▶ **Exercise**:
Drop every picture, then repeat the records exactly.

▶ **Information**:
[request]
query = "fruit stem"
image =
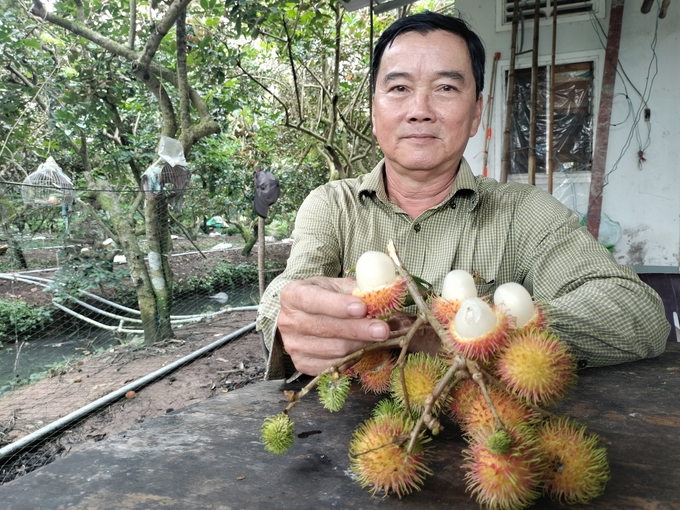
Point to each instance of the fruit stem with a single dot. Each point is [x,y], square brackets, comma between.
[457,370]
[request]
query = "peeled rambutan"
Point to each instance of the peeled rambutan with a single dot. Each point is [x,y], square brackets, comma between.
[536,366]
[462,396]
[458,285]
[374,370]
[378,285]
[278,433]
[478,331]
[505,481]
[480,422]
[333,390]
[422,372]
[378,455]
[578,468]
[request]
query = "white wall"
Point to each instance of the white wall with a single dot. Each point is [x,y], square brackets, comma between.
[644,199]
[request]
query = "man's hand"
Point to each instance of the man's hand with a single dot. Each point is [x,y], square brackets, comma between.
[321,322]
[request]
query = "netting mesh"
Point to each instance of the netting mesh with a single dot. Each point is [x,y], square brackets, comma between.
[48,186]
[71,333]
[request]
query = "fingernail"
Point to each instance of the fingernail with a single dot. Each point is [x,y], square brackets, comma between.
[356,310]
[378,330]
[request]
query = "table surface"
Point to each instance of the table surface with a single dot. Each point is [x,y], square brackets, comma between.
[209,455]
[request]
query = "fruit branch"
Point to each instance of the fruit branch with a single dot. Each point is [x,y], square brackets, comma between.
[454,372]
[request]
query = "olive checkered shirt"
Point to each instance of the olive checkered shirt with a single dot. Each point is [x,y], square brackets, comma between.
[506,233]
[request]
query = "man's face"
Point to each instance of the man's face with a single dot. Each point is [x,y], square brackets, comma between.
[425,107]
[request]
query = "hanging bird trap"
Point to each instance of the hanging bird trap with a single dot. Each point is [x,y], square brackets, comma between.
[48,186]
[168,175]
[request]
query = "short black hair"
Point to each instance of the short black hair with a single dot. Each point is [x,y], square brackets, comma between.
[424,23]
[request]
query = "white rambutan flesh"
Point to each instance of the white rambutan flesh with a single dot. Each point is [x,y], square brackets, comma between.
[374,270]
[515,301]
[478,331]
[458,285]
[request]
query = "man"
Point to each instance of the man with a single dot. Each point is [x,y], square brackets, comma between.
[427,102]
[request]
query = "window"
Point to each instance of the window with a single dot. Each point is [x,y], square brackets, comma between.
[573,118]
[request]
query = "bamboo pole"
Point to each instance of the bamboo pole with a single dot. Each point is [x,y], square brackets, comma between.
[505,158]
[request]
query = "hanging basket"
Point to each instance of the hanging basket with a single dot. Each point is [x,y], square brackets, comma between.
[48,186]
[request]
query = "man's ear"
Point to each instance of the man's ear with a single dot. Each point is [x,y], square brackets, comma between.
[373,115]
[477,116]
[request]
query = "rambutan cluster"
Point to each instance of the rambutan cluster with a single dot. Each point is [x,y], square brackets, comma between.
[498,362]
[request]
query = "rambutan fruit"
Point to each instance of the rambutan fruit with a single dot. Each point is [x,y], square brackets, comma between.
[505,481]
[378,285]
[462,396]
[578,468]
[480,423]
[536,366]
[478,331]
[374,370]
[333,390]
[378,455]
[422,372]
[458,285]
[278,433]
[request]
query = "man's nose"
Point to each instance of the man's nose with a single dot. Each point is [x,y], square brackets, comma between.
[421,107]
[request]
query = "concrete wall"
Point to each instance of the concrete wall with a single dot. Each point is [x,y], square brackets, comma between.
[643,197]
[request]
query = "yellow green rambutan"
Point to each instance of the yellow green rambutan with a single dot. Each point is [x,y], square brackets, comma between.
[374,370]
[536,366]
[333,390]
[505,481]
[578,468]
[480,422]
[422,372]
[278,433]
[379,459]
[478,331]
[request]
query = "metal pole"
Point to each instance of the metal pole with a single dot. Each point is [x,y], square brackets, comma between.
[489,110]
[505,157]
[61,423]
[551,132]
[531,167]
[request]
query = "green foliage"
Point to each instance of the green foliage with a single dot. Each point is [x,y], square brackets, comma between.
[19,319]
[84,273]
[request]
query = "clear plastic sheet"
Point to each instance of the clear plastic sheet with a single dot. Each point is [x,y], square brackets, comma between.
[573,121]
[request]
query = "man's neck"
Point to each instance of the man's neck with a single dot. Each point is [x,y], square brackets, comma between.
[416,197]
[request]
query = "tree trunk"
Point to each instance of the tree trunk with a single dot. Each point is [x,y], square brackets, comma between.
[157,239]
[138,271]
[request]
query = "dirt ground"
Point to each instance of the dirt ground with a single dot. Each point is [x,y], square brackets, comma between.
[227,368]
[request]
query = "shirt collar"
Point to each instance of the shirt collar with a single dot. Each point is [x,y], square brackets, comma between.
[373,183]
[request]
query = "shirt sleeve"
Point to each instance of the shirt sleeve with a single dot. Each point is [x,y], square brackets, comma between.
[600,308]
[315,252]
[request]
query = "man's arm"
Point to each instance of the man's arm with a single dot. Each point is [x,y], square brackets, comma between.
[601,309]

▶ **Final answer**:
[request]
query = "fruit stem"
image =
Point to each instance of the fruit stem with a single dot. Each point is [x,y], square brackets, comma between.
[457,370]
[request]
query = "peeled rambutan"
Point to each instance of the peeled rambutan with a single dot. Each point is [x,y], square brackets, comma between.
[536,366]
[462,396]
[458,285]
[374,370]
[378,285]
[278,433]
[478,331]
[505,481]
[480,422]
[333,390]
[422,372]
[378,455]
[578,468]
[request]
query = "white wall"
Point to each instance of the white wall with a single dot. Each point is [x,y], square brackets, comma between.
[644,199]
[request]
query = "man's hand"
Point to each instance of the man's hand with a single dot. Each point is [x,y], square brackets, comma between.
[321,322]
[request]
query = "netting mesh"
Point to each instance of the netting mesh with a single dot. Each point is [x,y], square brackets, comma between.
[48,186]
[71,333]
[request]
query = "fingernail"
Point to each instance of the fingernail with a single dot. Each point is [x,y], square brackets, comma between.
[356,310]
[378,330]
[request]
query = "table surface"
Point to each instance of the table surface with a single dot. Each point is [x,y], square brackets, comma between.
[209,455]
[request]
query = "fruit branch"
Point to each instance of the fruit branch with a single dot. Each point is [x,y], square brackets, comma between.
[454,372]
[request]
query = "olive checkered shirt"
Point to each instance of the olive checkered shirt with a single dot. Each point is [x,y], square brackets, comma between.
[506,233]
[request]
query = "man's face"
Point to each instance of the man's face with a single dot. Each point is [x,y], square brackets, comma between.
[425,107]
[request]
query = "hanging bird trap"
Point to each instance of the hanging bird trap with a single dot. Each point is [x,y], square brackets, comma between.
[48,186]
[168,175]
[request]
query = "short black hair"
Point to each instance of the short black hair with a single dot. Each point is [x,y], square brackets, comma between.
[424,23]
[request]
query = "white rambutan flesh"
Point to each instance of the white rambutan flesh with a single dot. Each point is [x,y], square brackets, comma between.
[374,270]
[515,301]
[478,331]
[458,285]
[request]
query = "man"
Point to each instance of the man with a single dot. Each point is [x,y], square brackets, comma between.
[427,102]
[request]
query = "window"
Point to each instance of the window with a single dot. Each point is [x,y], square brackets, comma between.
[573,118]
[request]
query = "bamboo pole"
Point to each instance of the bamboo pole with a single dot. Each point is [x,y], square brackets, comma between.
[505,158]
[request]
query = "hanging basket"
Point to each instance of the hanging basket with a single dot. Each point is [x,y], square brackets, comma between.
[48,186]
[request]
query = "man's ear"
Point to each instance of the man's ear with a single dot. Each point is [x,y], square brackets, comma between.
[373,115]
[477,116]
[request]
query = "rambutan cluster"
Point to each instance of the rambutan cluster with a single dot. Each point is [x,y], square brackets, comma between.
[498,362]
[request]
query = "rambutan fruit"
Point to each instance of the rambutan fruit with a single dot. Each point is [x,y], square brackets, comma between.
[505,481]
[378,285]
[462,396]
[578,468]
[480,423]
[536,366]
[478,331]
[374,370]
[333,390]
[378,455]
[422,372]
[458,285]
[278,433]
[request]
query = "man's nose"
Point to each instance of the man's nose with a single dot. Each point is [x,y], square brackets, comma between.
[421,107]
[request]
query = "concrete wall"
Point to each instance of the concrete wall with a single dot. Each point is [x,y], square brackets, comma between.
[643,197]
[request]
query = "yellow green rambutan"
Point to each instance of the yellow green rambutan with a single dot. Each point is [x,y], square brackets, comma between.
[374,370]
[536,366]
[333,390]
[505,481]
[578,468]
[480,422]
[422,372]
[278,433]
[379,459]
[478,331]
[request]
query = "metal pole"
Point to each instance of the metal pole with a single dot. Each point is [x,y], square brackets, comma between.
[489,110]
[505,157]
[61,423]
[551,132]
[531,167]
[request]
query = "green foliage"
Point to each instance of the green foliage with a single dot. Each point is [x,y], square brackets, comma between.
[19,319]
[84,273]
[request]
query = "clear plastic sheet"
Point to each instance of the clear plastic sheet with a single dot. Each point is [x,y], square brackets, comma between.
[573,121]
[request]
query = "man's neck"
Point to each instance of the man's neck with a single dot. Each point is [x,y], square brackets, comma between.
[416,197]
[request]
query = "tree trunk"
Point to each instance of the tree trunk with a single dot. Each point is [x,y], square brackets, comma between.
[157,239]
[138,271]
[request]
query = "dirt ground"
Point to each instance of the dirt ground with a single dot. Each point is [x,y], square brackets, comma between.
[227,368]
[request]
query = "shirt collar"
Point to each instance of the shirt collar with a single dot. Each point is [x,y], square brackets, comma between.
[373,183]
[request]
query = "shirt sleeve"
Point to each instance of the shirt sleeve with a single dot. Each point is [x,y], square brackets, comma between.
[600,308]
[315,252]
[request]
query = "man's arm"
Point to each instance of the man's arm with a single dot. Each point is [x,y], square brackets, comma between.
[601,309]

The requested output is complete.